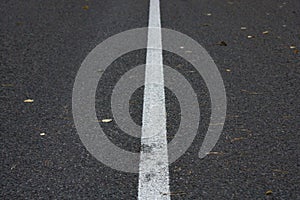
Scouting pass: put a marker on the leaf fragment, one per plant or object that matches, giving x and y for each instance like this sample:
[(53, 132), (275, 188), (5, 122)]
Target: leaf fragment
[(269, 192), (28, 101), (106, 120), (222, 43), (266, 32), (86, 7)]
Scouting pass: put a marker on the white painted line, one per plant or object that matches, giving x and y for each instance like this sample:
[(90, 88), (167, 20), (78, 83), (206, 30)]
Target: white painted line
[(154, 167)]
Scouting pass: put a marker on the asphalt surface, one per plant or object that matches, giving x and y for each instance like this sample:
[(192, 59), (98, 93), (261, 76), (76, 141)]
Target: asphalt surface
[(43, 44)]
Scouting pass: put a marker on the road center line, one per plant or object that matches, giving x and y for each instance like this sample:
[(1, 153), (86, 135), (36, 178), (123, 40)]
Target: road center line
[(154, 167)]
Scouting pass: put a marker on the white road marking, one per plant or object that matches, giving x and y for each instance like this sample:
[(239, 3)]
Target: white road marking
[(154, 166)]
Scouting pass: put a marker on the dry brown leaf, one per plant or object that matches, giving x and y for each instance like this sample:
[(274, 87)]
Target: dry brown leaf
[(222, 43), (265, 32), (269, 192), (106, 120), (216, 153), (28, 101), (237, 139), (86, 7)]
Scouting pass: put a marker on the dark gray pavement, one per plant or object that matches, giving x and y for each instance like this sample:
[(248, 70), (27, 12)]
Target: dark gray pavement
[(43, 44)]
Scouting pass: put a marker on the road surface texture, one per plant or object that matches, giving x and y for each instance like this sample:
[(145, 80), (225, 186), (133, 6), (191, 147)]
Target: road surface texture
[(254, 45)]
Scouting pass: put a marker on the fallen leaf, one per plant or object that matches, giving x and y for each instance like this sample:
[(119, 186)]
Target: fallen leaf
[(106, 120), (237, 139), (280, 171), (86, 7), (28, 101), (216, 124), (222, 43), (7, 85), (215, 153), (269, 192), (265, 32), (250, 92), (19, 23)]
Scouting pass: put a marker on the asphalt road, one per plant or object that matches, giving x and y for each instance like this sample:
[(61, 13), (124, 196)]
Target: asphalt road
[(43, 44)]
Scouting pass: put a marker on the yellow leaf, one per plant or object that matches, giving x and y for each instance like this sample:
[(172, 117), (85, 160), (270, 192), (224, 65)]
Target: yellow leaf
[(28, 101)]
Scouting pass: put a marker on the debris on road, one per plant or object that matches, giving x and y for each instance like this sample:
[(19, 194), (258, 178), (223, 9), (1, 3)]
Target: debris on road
[(237, 139), (269, 192), (86, 7), (28, 101), (266, 32), (106, 120), (222, 43)]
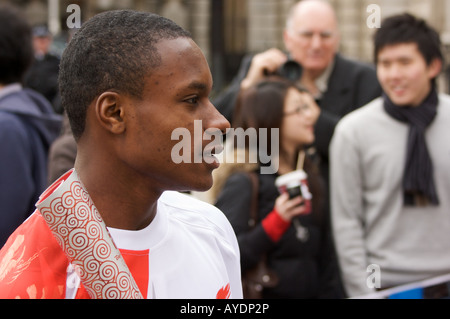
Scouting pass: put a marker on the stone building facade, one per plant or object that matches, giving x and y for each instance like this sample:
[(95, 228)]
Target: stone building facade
[(228, 29)]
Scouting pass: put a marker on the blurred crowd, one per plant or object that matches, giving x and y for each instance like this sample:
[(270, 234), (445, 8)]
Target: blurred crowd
[(371, 139)]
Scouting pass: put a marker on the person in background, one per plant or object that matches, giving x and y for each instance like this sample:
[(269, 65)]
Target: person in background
[(28, 126), (294, 237), (43, 73), (338, 84), (390, 168)]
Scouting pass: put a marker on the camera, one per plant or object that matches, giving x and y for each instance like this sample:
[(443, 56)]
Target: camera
[(290, 70)]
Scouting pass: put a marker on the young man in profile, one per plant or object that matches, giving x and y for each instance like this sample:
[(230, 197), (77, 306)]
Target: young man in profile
[(127, 81), (390, 166)]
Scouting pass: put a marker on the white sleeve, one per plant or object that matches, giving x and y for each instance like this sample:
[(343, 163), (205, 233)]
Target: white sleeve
[(347, 209)]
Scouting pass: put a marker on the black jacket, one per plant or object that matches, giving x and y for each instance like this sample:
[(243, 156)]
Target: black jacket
[(305, 269)]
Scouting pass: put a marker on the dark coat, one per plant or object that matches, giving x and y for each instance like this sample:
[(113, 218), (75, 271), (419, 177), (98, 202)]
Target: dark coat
[(28, 126), (306, 270)]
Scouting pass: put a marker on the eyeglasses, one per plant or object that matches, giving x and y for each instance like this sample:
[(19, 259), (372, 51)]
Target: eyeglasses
[(301, 109)]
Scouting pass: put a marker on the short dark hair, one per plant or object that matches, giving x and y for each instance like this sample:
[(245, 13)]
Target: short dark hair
[(16, 53), (406, 28), (115, 50)]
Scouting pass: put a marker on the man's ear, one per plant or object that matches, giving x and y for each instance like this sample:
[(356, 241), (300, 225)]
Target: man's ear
[(110, 112)]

··········

Task goal ▸ Before copying the material, set its pictures aside; then transcribe it word for word.

Solution for this problem ▸
Scouting pass: put a marker on the leaf fragment, one per plant or object that matches, giving x and y for each instance like this sample:
[(53, 132), (275, 188), (5, 122)]
Target: leaf fragment
[(269, 192), (28, 101), (106, 120), (222, 43), (266, 32), (86, 7)]
Scouting pass: put a marker on the white painted line, one per plant or object that matches, giving x and y for each instance like this sample:
[(90, 88), (167, 20), (78, 83), (206, 30)]
Target: white painted line
[(154, 167)]
Scouting pass: put a marker on the asphalt surface, one per plant or object that matches, giving x and y for each instance like this sample:
[(192, 59), (98, 93), (261, 76), (76, 141)]
Target: asphalt surface
[(43, 44)]
Scouting pass: put a marker on the road center line, one per plant or object that matches, giving x and y for each instance like this sample:
[(1, 153), (86, 135), (36, 178), (123, 40)]
Target: road center line
[(154, 167)]
Scouting pass: put a marker on the white road marking, one per plant or object that matches, giving x and y for each instance like this sample:
[(239, 3)]
Target: white road marking
[(154, 166)]
Scouting pass: put a marker on the dry brown leaf, one per plant or object that matches, giving x and y for each instance like this sample:
[(274, 87)]
Target: dry brown leaf
[(222, 43), (265, 32), (269, 192), (106, 120), (216, 153), (28, 101), (237, 139), (86, 7)]
Scouting pass: put a marker on the dark gray pavement, one per plant or object that matches, giving x and y for each instance like this sample:
[(248, 70), (27, 12)]
Target: dark gray pavement
[(43, 44)]
Scouting pass: put a marker on the road surface texture, one per plant or object that matches, giving x and y for each instance like this sample:
[(145, 80), (225, 186), (133, 6), (191, 147)]
Target: road surface texture
[(254, 45)]
Scouting pass: put a marker on the fallen leaf, one per plant or object that matches, giving x and y for each instance like this sample:
[(119, 186)]
Target: fallen leaf
[(106, 120), (237, 139), (280, 171), (86, 7), (28, 101), (216, 124), (222, 43), (7, 85), (215, 153), (269, 192), (265, 32), (250, 92), (19, 23)]
Scouting pass: put a marker on the asphalt road, one per plant or object that matches, giving x and y for each instance like this sample:
[(61, 13), (124, 196)]
Target: asphalt road
[(43, 44)]
Scouting pass: put a marker on the yellow leaf, one per plant or object that matches, giving x and y for each instance like this sample:
[(172, 117), (85, 160), (270, 192), (224, 65)]
Target: yellow leaf
[(28, 101)]
Scouting pass: put a marker on the debris on road, one per plant or object that matches, giving x and y for each instance like this sample:
[(19, 194), (258, 178), (223, 9), (1, 3)]
Target: debris on road
[(237, 139), (269, 192), (86, 7), (28, 101), (266, 32), (106, 120), (222, 43)]
Scouting pass: put a marker on the stone building facade, one per plant or object that matches, giving x and y for each instance like this sample:
[(95, 228)]
Target: stone building facade
[(228, 29)]
Scouting pass: put a marker on the blurred crowd, one per plant or object that matches, giving x and y for each instance like this sample:
[(270, 234), (445, 8)]
Target: blurred crowd
[(371, 139)]
Scouting pass: put a marker on the person in background, one per plant or object that matches, giving x and y for each instance like this sample:
[(269, 65)]
Target: person in background
[(28, 126), (294, 237), (43, 73), (338, 84), (390, 168)]
Scouting pass: put a marker on the camera, one per plant or object that matches, giving x and y for each instance like this sample:
[(443, 56)]
Target: camera
[(290, 70)]
Scouting pass: put a marker on the young man in profile, one per plant or object that matches, giving x and y for each instance like this sample:
[(230, 197), (77, 306)]
Target: young man in profile
[(127, 81), (390, 166)]
Scouting pass: put a marker on the white sleeve, one per plant or object that matches, giving x and y for each instance like this sample:
[(343, 163), (205, 233)]
Target: white sleeve
[(347, 209)]
Scouting pass: put a marker on the black jacket, one per plant or object that matches, giving x and y for each instance like this sample:
[(243, 156)]
Target: black jacket
[(305, 269)]
Scouting pass: put a marker on the dark coat, one per plant or object that matches, giving x and y for each instance like this sample:
[(113, 218), (75, 271), (419, 177), (98, 202)]
Target: dark coat
[(28, 126), (306, 270)]
Scouting pass: put a marker on the eyeglasses, one per plant or object that matches, giving x and y for each instance like this sample:
[(19, 259), (372, 51)]
Target: eyeglasses
[(301, 109)]
Scouting pass: put a marker on the short dark hair, one per plant or object that matches, giving x and y for each instance like this sample:
[(245, 13)]
Target: short dark hair
[(16, 53), (406, 28), (115, 50)]
Scouting pass: put a marker on the man's ear, one per plant or object that matches, giving x and y for each instance like this sample:
[(356, 241), (300, 225)]
Target: man's ear
[(110, 112)]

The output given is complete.